## TASK BRIEF:
Go line by line through the entries and show those that hold the string "handrail".

## DATA FOR THIS TASK:
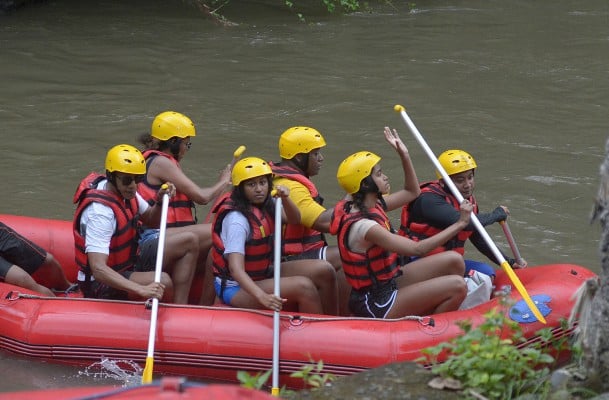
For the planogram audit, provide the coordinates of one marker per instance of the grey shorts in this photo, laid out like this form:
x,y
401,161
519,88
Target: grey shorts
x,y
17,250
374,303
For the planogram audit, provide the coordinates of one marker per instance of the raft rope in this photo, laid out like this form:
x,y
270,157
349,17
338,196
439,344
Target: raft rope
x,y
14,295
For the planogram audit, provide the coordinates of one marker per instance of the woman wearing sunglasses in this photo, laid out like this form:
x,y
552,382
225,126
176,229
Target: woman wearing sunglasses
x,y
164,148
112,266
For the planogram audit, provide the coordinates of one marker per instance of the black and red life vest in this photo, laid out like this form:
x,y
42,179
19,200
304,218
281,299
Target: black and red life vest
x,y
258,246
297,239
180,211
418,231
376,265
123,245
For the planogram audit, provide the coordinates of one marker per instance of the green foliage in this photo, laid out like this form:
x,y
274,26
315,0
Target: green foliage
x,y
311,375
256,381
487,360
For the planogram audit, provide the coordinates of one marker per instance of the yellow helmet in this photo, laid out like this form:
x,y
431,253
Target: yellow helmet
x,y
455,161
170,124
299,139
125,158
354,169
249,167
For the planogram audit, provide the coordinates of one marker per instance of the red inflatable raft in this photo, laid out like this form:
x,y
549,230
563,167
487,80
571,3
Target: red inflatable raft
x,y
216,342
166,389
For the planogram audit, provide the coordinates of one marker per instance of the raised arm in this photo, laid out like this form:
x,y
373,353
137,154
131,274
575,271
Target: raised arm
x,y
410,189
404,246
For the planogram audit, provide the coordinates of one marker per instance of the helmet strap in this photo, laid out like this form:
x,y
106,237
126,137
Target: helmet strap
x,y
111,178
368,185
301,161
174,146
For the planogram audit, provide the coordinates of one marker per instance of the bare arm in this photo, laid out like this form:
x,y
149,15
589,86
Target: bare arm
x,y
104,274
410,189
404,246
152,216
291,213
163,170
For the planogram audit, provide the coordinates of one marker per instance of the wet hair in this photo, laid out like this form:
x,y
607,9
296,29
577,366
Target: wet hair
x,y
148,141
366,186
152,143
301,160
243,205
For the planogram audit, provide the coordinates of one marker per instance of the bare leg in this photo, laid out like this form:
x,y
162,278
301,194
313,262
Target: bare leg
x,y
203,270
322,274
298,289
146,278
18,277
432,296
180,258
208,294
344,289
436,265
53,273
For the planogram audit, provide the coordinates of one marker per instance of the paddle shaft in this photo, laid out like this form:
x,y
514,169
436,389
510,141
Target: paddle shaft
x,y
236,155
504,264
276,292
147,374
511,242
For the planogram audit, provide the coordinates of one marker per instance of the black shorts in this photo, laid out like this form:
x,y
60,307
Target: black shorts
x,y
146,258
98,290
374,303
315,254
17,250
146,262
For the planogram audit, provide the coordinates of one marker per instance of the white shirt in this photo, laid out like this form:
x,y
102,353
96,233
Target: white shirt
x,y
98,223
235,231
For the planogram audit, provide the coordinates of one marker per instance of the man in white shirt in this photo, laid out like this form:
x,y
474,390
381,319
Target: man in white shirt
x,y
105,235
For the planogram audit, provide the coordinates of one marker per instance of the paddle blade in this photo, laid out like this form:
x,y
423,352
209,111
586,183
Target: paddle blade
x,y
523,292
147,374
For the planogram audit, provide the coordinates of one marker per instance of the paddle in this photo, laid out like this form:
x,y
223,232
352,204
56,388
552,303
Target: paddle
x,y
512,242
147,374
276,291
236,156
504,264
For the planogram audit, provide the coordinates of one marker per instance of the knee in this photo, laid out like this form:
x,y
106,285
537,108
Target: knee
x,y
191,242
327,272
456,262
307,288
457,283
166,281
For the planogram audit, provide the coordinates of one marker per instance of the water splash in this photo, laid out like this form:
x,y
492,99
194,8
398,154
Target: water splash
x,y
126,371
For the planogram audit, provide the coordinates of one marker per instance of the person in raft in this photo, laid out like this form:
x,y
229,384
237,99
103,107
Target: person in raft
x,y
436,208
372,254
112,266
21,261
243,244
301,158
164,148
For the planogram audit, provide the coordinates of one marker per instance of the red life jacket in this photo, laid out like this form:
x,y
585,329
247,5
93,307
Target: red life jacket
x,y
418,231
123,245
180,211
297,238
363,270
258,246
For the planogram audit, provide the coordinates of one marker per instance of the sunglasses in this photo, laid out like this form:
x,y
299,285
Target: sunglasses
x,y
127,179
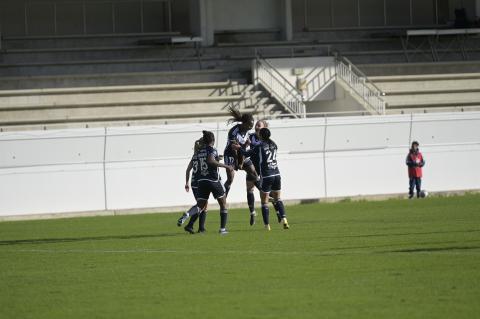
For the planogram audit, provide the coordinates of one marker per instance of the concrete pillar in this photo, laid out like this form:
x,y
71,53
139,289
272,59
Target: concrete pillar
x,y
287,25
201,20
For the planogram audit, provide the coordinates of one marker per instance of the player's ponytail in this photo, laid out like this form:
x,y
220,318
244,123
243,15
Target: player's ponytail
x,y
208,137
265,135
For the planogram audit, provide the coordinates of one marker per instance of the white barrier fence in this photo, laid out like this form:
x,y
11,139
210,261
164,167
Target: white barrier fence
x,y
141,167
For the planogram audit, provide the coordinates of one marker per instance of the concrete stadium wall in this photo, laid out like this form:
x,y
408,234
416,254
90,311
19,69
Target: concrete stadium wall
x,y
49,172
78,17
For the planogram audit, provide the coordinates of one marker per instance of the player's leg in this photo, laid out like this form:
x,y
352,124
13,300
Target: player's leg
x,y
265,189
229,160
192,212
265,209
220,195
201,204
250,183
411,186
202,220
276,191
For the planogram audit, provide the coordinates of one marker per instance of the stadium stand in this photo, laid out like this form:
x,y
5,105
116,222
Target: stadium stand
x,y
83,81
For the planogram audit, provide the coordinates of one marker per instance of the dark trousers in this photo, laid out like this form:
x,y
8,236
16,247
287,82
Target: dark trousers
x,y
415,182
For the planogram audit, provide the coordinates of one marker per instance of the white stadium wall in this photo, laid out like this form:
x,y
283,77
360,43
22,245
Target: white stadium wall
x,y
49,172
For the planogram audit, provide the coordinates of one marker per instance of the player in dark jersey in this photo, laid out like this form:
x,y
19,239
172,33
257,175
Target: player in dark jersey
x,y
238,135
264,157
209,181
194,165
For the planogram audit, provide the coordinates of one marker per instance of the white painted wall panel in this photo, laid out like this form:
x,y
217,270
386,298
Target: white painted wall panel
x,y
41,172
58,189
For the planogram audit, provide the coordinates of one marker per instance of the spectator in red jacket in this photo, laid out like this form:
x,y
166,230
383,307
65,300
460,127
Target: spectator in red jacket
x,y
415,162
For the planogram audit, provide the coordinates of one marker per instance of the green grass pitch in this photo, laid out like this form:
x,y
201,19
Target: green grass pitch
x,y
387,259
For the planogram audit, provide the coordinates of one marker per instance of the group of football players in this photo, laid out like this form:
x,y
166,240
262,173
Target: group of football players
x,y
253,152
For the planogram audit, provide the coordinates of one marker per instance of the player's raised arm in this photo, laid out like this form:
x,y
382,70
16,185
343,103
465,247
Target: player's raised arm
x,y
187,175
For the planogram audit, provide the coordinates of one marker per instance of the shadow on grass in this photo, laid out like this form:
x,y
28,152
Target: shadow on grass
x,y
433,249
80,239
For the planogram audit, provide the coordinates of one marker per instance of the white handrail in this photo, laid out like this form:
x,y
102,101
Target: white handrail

## ANSWER FOR THE TASK:
For the planogram audit, provide the coordinates of one marker per instance of the white handrail in this photo, laid out like this form:
Target: white handrail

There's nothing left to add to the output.